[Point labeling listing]
**********
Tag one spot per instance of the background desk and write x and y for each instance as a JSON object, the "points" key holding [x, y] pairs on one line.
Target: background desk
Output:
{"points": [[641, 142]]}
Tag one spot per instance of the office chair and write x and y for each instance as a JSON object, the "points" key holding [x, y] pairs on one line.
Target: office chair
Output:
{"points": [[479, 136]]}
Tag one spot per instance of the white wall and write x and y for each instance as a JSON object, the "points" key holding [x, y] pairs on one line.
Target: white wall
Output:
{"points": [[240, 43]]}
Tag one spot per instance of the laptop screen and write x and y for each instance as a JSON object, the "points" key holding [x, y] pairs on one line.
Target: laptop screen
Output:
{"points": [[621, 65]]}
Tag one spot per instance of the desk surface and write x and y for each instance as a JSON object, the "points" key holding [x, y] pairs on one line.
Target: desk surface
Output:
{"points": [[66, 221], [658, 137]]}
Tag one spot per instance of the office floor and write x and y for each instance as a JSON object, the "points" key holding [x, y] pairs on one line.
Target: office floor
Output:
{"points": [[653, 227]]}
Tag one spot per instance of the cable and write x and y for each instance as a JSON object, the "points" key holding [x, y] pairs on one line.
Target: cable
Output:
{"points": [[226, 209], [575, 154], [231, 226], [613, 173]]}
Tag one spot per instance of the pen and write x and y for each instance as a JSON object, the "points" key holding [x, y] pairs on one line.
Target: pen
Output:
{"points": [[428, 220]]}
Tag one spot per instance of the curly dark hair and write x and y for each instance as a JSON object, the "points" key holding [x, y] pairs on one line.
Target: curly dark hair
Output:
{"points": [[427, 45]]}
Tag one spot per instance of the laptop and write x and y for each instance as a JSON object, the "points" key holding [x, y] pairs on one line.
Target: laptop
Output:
**********
Can you write out the listing above, starting at the line containing "Tag one spot per instance of the cable" and ending at the end of the listing, keeping every request line and raising each x and y coordinate in the answers by 57?

Tag one spot per instance of the cable and write x and y for each instance as a JSON object, the "points" key holding [x, y] pairs on one line.
Target: cable
Output:
{"points": [[283, 266], [632, 211], [288, 283], [670, 230]]}
Tag one spot per instance of the pen and write x and y for each instance as a JSON object, the "points" key holding [x, y] pairs on one line.
Target: pen
Output:
{"points": [[485, 277]]}
Tag one spot per instance of the curly dark hair and write x and y for each instance as a JSON object, the "points" key holding [x, y] pairs on one line.
Target: curly dark hair
Output:
{"points": [[484, 102]]}
Tag one spot per instance of the laptop and write x and y for each instance as a JSON object, the "points" key holding [x, y] pairs on one line.
Target: laptop
Output:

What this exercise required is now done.